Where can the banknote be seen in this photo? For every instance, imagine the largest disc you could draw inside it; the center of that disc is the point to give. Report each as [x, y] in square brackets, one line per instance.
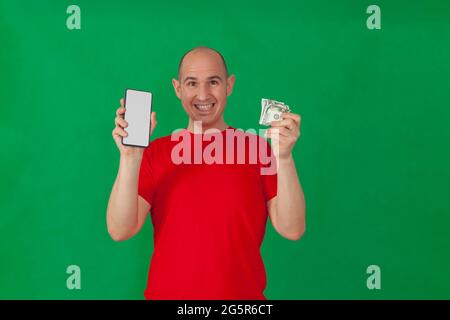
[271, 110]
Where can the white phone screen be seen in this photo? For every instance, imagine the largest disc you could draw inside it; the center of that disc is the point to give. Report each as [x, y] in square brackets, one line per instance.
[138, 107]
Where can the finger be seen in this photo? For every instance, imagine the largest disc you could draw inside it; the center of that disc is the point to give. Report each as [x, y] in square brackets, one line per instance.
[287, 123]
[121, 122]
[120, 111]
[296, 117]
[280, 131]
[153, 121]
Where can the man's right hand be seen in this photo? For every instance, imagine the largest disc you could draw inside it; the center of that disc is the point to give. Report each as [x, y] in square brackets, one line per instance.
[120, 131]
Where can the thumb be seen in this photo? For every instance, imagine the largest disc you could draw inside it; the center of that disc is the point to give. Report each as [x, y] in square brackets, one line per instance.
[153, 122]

┄┄┄┄┄┄┄┄┄┄┄┄┄┄┄┄┄┄┄┄

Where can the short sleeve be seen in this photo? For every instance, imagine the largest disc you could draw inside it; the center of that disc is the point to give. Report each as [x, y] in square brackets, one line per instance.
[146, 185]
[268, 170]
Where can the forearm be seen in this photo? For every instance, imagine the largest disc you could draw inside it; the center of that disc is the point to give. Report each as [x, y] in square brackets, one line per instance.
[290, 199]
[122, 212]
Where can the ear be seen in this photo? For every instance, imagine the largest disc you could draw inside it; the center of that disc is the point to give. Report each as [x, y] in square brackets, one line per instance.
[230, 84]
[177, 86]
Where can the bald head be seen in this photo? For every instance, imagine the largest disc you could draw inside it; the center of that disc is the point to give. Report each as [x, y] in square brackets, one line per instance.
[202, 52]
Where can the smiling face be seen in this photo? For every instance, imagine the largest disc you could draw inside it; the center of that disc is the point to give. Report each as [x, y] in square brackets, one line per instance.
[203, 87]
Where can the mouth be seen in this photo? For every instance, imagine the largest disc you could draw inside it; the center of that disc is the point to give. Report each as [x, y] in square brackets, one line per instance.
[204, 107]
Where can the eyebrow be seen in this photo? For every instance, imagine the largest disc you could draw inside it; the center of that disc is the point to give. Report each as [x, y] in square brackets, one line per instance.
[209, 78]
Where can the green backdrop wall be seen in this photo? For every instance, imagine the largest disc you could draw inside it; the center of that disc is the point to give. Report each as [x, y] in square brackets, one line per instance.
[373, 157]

┄┄┄┄┄┄┄┄┄┄┄┄┄┄┄┄┄┄┄┄

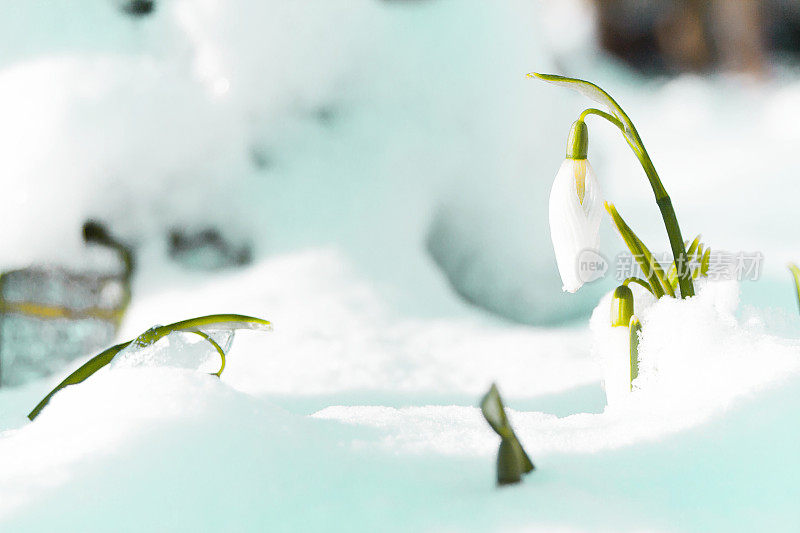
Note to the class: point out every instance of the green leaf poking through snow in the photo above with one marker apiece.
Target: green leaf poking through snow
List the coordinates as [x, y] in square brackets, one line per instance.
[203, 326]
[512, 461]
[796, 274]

┄┄┄┄┄┄┄┄┄┄┄┄┄┄┄┄┄┄┄┄

WHAT IS ASKED:
Collect each line of the records above that contains the string "through", treating uppercase and lowercase as different.

WORKED SOLUTION:
Note to the class: point out every instance of the green leaf poking through snow in the photo above with one marker apiece.
Target: green leaf poking through snow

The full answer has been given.